------ Data shown
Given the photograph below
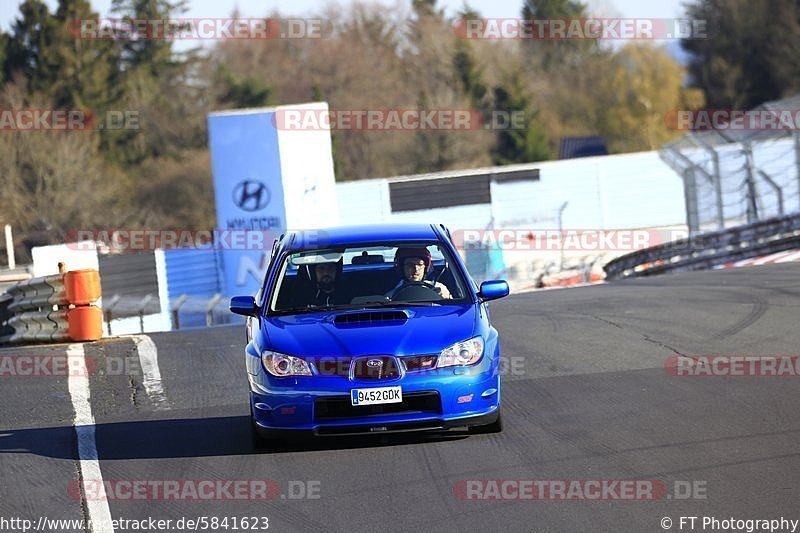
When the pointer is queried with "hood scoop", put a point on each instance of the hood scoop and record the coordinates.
(364, 318)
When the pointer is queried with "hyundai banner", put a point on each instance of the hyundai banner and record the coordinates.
(265, 181)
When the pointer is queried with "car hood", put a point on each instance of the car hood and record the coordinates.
(426, 330)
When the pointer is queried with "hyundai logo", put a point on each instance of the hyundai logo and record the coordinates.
(251, 195)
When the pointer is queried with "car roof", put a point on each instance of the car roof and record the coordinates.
(361, 234)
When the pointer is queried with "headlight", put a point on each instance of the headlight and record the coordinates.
(462, 353)
(281, 365)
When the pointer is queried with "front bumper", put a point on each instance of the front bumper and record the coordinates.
(466, 397)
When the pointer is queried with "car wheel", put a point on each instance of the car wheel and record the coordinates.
------------
Quote the entire listing above word for word, omitting the picture.

Given the photograph below
When the pointer is queried with "hood scoop", put a point on each instance of the hood scoop and record the coordinates.
(364, 318)
When the pointer is queried with "hyundai banner", put a point on each instance of the hyundai banner and record the coordinates.
(265, 181)
When the pointer is queried with "car hood", put a point on each instance of the car hood and record the coordinates.
(426, 330)
When the pointer is queried with "hyundai logo", put a point on each instance of the hyundai logo and record the coordinates.
(251, 195)
When the pointer is queried with "car roof", put a point on each instance of the car roof and record the coordinates.
(361, 234)
When the pointer is queried with "headlight", put a point on each instance of the headlight and record the coordinates.
(462, 353)
(281, 365)
When the pointer is queried with "front bumper", put a point on each instance of the front bumper and record the coordinates.
(466, 397)
When the pointer is queried with "car wheel", put a point on each instance of the car wheel and record the coordinates.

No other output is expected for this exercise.